Exercise
Reproduce every one of the entries below word for word, omitting the pictures.
-------- Records for this exercise --------
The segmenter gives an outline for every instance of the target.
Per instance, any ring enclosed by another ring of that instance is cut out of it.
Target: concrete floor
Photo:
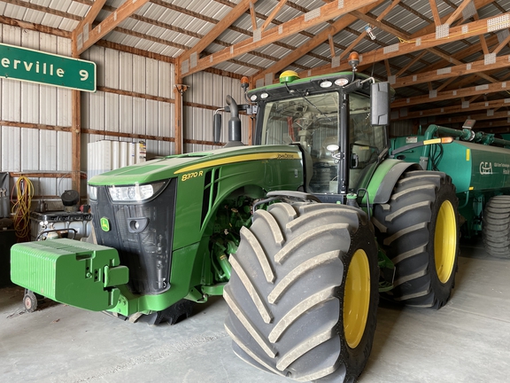
[[[510,261],[461,252],[457,286],[438,311],[382,305],[359,383],[508,382]],[[289,382],[238,359],[217,298],[174,326],[130,324],[61,304],[28,314],[23,290],[0,290],[3,382]]]

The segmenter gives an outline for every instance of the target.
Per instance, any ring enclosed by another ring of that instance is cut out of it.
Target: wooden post
[[[72,56],[80,59],[74,41],[73,42]],[[71,91],[71,188],[81,194],[80,176],[81,173],[81,97],[80,90]]]
[[[72,125],[71,125],[71,155],[73,157],[71,185],[73,190],[81,194],[80,175],[81,172],[81,106],[80,90],[72,90]]]
[[[175,154],[184,152],[184,134],[182,131],[182,95],[188,90],[187,85],[183,85],[182,77],[179,75],[180,63],[175,67],[175,115],[174,115],[174,137],[175,137]]]

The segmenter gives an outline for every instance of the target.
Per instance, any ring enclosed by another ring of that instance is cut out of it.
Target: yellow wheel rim
[[[367,254],[356,250],[345,280],[344,293],[344,332],[345,341],[351,348],[361,341],[368,317],[370,303],[370,269]]]
[[[439,208],[434,233],[434,261],[441,283],[446,283],[453,272],[457,250],[457,221],[452,203],[445,200]]]

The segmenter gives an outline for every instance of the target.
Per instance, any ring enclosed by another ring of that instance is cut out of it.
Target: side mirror
[[[221,114],[219,113],[214,113],[214,119],[212,120],[212,141],[214,144],[220,142],[221,137]]]
[[[390,125],[390,82],[370,84],[370,119],[372,125]]]

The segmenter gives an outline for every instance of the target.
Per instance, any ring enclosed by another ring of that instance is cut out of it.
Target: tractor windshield
[[[383,127],[370,124],[370,99],[355,93],[349,97],[349,185],[356,188],[363,170],[386,146],[386,136]],[[300,143],[312,157],[313,192],[337,192],[339,111],[340,96],[336,92],[269,102],[265,107],[261,144]]]

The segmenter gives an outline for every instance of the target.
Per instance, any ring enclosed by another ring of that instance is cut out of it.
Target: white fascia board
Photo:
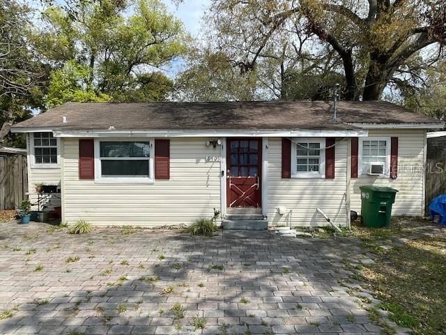
[[[48,131],[53,131],[53,128],[51,127],[40,127],[40,128],[10,128],[11,133],[46,133]]]
[[[210,130],[210,131],[54,131],[56,137],[367,137],[367,130]]]
[[[427,138],[442,137],[446,136],[446,131],[433,131],[426,134]]]
[[[430,124],[367,124],[349,123],[351,126],[368,129],[439,129],[445,126],[443,122]]]

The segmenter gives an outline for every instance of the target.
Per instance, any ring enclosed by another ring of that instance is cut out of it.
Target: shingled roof
[[[356,123],[438,124],[438,120],[383,101],[341,101],[336,123],[332,117],[332,103],[325,101],[68,103],[13,128],[337,130],[356,128],[351,124]]]

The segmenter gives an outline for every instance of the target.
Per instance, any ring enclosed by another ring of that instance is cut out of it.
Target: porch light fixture
[[[206,147],[210,147],[211,145],[215,148],[217,147],[217,144],[218,145],[222,145],[222,140],[220,140],[220,138],[218,140],[214,140],[212,141],[206,141]]]

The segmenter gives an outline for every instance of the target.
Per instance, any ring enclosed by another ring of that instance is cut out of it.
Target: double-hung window
[[[293,178],[325,177],[325,138],[294,138],[291,150]]]
[[[153,181],[153,140],[95,142],[96,180],[100,182]]]
[[[390,137],[360,137],[360,174],[389,176]]]
[[[59,140],[52,133],[33,133],[30,141],[31,167],[59,167]]]

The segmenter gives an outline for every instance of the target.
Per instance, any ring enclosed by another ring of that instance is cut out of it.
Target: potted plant
[[[41,194],[43,191],[43,183],[37,183],[34,184],[34,189],[37,194]]]
[[[49,213],[47,211],[44,211],[45,207],[44,206],[42,209],[41,211],[38,211],[37,216],[38,217],[39,222],[48,222],[48,219],[49,218]]]
[[[29,210],[31,209],[31,203],[28,200],[23,200],[20,203],[20,222],[22,223],[29,223],[31,215]]]

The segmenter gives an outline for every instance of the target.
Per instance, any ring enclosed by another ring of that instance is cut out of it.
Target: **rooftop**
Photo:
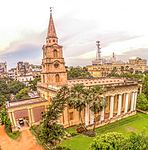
--------
Exercise response
The segmenter gives an outline for every instance of the target.
Per instance, any ring enclosed by another ring of that instance is cut out of it.
Target: concrete floor
Photo:
[[[510,261],[461,252],[457,286],[438,311],[382,305],[359,383],[508,382]],[[289,382],[238,359],[217,298],[174,326],[130,324],[61,304],[28,314],[23,290],[0,290],[3,382]]]

The segmenter gives an outline for every instance of the target.
Per instance, any ring enclosed by another ring of that instance is cut out of it.
Target: wooden post
[[[72,56],[80,59],[74,41],[73,42]],[[71,91],[71,188],[81,194],[80,176],[81,173],[81,97],[80,90]]]
[[[72,125],[71,125],[71,155],[73,157],[71,185],[73,190],[81,194],[80,175],[81,172],[81,106],[80,90],[72,90]]]
[[[175,154],[184,152],[184,134],[182,131],[182,95],[188,90],[187,85],[183,85],[182,77],[179,75],[180,63],[175,67],[175,115],[174,115],[174,137],[175,137]]]

The segmenter gives an outline for every instance of the target.
Per instance, any ring enclosed by another ring of that instance is cut out of it.
Target: yellow wheel rim
[[[367,254],[356,250],[345,280],[344,293],[344,332],[345,341],[351,348],[361,341],[368,317],[370,303],[370,269]]]
[[[439,208],[434,233],[434,261],[441,283],[446,283],[453,272],[457,250],[457,221],[452,203],[445,200]]]

The segmenter gives an outline for every instance of the target.
Per instance, any ring enclosed by another ring of that instance is cut out of it.
Target: side mirror
[[[221,114],[219,113],[214,113],[214,119],[212,120],[212,141],[214,144],[220,142],[221,137]]]
[[[390,125],[390,82],[370,84],[370,119],[372,125]]]

The segmenter gives an outline for every instance of the target.
Per instance, any ring enclosed by another ring of that instance is cut out of it.
Target: tractor windshield
[[[383,127],[370,124],[370,99],[355,93],[349,97],[349,185],[356,188],[363,170],[386,146],[386,136]],[[300,143],[312,157],[313,192],[337,192],[339,111],[340,96],[336,92],[269,102],[265,107],[261,144]]]

The segmenter gives an outline for every instance of the target.
Per instance, any ring enclosed by another ring of that instance is cut out of it.
Target: white fascia board
Photo:
[[[48,131],[53,131],[53,128],[51,127],[40,127],[40,128],[10,128],[11,133],[46,133]]]
[[[210,130],[210,131],[54,131],[56,137],[367,137],[367,130]]]
[[[427,138],[442,137],[446,136],[446,131],[433,131],[426,134]]]
[[[430,124],[367,124],[349,123],[351,126],[368,129],[439,129],[445,126],[443,122]]]

The segmenter gives an outline for every instance of the target.
Per instance, any ring enclosed by another ring of that instance is cut out of it.
Target: shingled roof
[[[356,123],[438,124],[438,120],[383,101],[341,101],[336,123],[332,117],[332,103],[325,101],[68,103],[13,128],[337,130],[356,128],[351,124]]]

The segmenter gives an outline for every instance of the target.
Per instance, any ring enclosed by another ring of that instance is cut out of it.
Target: porch light fixture
[[[206,147],[210,147],[211,145],[215,148],[217,147],[217,144],[218,145],[222,145],[222,140],[220,140],[220,138],[218,140],[214,140],[212,141],[206,141]]]

The segmenter gives an outline for every instance of the target.
Per instance, any ring enclosed by another ring of that instance is cut out of it.
Target: double-hung window
[[[293,178],[325,177],[325,138],[294,138],[291,150]]]
[[[153,181],[153,140],[95,142],[96,180],[100,182]]]
[[[390,137],[360,137],[360,174],[389,176]]]
[[[59,140],[52,133],[33,133],[30,141],[31,167],[59,167]]]

The segmenter gives an outline for every instance of the target.
Per instance, any ring enclosed by another ring of that instance is cut out of it.
Target: potted plant
[[[41,194],[43,191],[43,183],[37,183],[34,184],[34,189],[37,194]]]
[[[49,213],[47,211],[44,211],[45,207],[44,206],[42,209],[41,211],[38,211],[37,216],[38,217],[39,222],[48,222],[48,219],[49,218]]]
[[[29,210],[31,209],[31,203],[28,200],[23,200],[20,203],[20,222],[22,223],[29,223],[31,215]]]

The segmenter gives an outline for every instance of the target.
Per instance, any ring enclosed by another ring of that instance is cut out of it.
Target: **rooftop**
Photo:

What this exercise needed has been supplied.